[DATASET ENTRIES — start]
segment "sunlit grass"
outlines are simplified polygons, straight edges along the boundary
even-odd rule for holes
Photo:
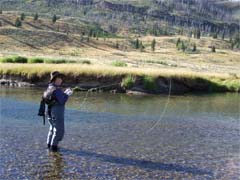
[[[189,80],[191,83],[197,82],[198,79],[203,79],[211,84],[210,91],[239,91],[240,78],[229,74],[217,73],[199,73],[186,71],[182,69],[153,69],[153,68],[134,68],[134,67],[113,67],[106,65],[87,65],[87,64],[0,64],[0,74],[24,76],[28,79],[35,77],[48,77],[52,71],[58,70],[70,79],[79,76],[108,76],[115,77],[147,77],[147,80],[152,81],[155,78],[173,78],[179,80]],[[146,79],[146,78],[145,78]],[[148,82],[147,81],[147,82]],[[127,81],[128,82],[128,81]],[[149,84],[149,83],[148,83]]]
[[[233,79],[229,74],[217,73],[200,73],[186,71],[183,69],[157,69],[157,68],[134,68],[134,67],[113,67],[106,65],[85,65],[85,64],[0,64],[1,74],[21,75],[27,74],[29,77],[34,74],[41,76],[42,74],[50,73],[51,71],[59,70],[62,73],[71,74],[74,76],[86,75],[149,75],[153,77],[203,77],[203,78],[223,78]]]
[DATASET ENTRIES — finish]
[DATASET ENTRIES — start]
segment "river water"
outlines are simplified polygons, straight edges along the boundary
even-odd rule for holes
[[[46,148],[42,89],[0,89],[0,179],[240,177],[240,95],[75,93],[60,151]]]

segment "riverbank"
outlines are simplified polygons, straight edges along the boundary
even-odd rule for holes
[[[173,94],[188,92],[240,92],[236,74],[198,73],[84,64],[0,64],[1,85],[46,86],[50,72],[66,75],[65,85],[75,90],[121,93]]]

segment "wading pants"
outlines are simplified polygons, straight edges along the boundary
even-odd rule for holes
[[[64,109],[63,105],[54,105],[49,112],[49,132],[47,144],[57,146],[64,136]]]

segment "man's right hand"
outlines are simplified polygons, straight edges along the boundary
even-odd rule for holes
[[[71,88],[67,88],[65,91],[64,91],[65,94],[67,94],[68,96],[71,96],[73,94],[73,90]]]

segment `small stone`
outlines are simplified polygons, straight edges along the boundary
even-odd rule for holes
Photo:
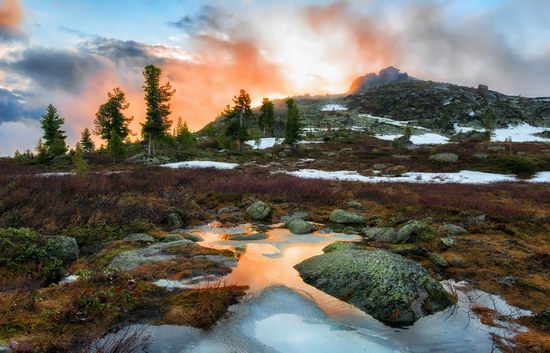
[DATASET ENTRIES — finish]
[DATASET ENTRIES — start]
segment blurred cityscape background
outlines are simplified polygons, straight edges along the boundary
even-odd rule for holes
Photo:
[DATASET ENTRIES — finish]
Would you please return every line in the listing where "segment" shows up?

**EXERCISE SOLUTION**
segment "sunlit grass"
segment "river water"
segment "riverbank"
segment "wading pants"
segment "man's right hand"
segment `small stone`
segment blurred cityscape background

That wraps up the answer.